(RECORDS SUPPLIED)
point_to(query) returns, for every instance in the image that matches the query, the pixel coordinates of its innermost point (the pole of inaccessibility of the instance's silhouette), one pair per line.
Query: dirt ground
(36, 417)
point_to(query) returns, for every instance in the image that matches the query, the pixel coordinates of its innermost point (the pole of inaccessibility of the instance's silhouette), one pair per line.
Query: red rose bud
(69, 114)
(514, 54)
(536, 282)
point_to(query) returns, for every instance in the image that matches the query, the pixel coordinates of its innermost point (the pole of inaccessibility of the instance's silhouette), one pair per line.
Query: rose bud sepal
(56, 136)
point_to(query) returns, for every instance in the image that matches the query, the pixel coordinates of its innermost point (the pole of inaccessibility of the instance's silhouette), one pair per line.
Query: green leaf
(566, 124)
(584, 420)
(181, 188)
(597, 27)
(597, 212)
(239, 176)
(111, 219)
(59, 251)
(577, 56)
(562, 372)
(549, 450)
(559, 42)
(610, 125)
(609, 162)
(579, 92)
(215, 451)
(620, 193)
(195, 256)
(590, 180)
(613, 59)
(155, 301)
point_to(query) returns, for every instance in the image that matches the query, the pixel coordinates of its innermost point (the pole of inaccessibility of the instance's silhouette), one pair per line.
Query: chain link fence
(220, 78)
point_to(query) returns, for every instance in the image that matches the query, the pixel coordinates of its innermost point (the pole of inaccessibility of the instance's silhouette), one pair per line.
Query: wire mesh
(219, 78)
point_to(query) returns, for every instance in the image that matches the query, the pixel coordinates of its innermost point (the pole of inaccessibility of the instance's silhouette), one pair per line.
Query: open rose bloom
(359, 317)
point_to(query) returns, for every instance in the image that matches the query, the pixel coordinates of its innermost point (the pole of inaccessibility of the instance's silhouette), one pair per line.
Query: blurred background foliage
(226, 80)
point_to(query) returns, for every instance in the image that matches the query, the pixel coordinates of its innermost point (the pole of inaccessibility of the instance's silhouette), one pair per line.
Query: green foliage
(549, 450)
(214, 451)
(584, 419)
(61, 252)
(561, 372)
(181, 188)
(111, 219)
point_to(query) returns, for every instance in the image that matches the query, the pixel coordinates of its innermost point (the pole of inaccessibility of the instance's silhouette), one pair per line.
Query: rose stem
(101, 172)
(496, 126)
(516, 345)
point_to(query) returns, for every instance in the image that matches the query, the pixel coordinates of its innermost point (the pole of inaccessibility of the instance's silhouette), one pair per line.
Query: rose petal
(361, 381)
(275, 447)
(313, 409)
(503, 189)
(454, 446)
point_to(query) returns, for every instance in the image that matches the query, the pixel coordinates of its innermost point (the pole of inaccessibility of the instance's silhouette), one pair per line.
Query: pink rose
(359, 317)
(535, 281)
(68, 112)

(EXERCISE OBJECTIVE)
Reproduce the data, keeping every line exactly the same.

(WRITTEN RESPONSE)
point_to(query) returns, for every instance in the image that matches the query, the pixel coordinates of its innermost point (the pole of inaccessibility of the instance's silhouette), one pair per line.
Query: dirt ground
(36, 417)
point_to(query) returns, for every instance in the image that matches the query, the pixel coordinates of its innermost point (the pole of inaccessibility of the instance's silhouette), one pair per line.
Query: red rose bud
(69, 114)
(514, 54)
(536, 282)
point_to(query) returns, for every instance in the image that matches the query, the pixel coordinates of its innermost point (the pole of inaccessibility of the instance's silhouette), one pair per line.
Query: rose bud sepal
(56, 136)
point_to(query) returns, for every instance in the image that matches the query, the pixel coordinates of its innermost point (the pole of inaccessibility of the instance's silhouette), one pair per line.
Query: green leaf
(566, 124)
(584, 420)
(181, 188)
(597, 27)
(597, 212)
(239, 176)
(111, 219)
(59, 251)
(577, 56)
(562, 372)
(549, 450)
(559, 42)
(610, 125)
(609, 162)
(579, 92)
(215, 451)
(620, 193)
(195, 256)
(590, 180)
(613, 59)
(155, 301)
point_to(query) returns, for every instance in the image that matches the query, the pixel coordinates of its innermost point (the pole of inaccessibility of the instance's silhouette), one pair per line.
Query: chain link fence
(220, 78)
point_to(query) returns, for every instance in the image that matches the query, the pixel coordinates of its innermost point (the pole of inaccessibility of the instance's silhouette), one pair per line.
Query: wire mesh
(219, 78)
point_to(query) returns, for every instance in the image that matches the query, the pixel coordinates of its innermost point (the pole of inaccessibility of the instance's silhouette), one pair per line.
Query: open rose bloom
(359, 317)
point_to(query) returns, for every instance in the image that matches the query, the pixel coordinates of its innermost point (the pole of inaccessibility of the instance's silhouette), one pair per line.
Query: blurred background foliage
(226, 80)
point_to(query) returns, for every instance in the image that matches the query, the pixel coordinates of its innermost point (the pole of inaccessibility of the instance's silhouette), one pair per line.
Query: green foliage
(549, 450)
(214, 451)
(584, 419)
(61, 252)
(561, 372)
(181, 188)
(111, 219)
point_to(query) returns, for every instance in the image that matches the query, the pixel coordinates of its innermost point (the pole of inaccessibility of the instance's silhouette), one pair per line.
Query: rose stem
(101, 172)
(496, 126)
(516, 345)
point_to(query) returns, for every instance in the image that matches the query, the pixel coordinates of its innermost point (the pole of inaccessibility of the instance's silhouette), one pair per line.
Query: rose petal
(361, 381)
(275, 447)
(313, 409)
(503, 189)
(454, 446)
point_to(query) returns, for every instance in the image that matches the query, the pixel coordinates of its innermost point (the pole of inaccessibility of the instance's silhouette), one pair per line.
Query: pink rose
(359, 317)
(535, 281)
(68, 112)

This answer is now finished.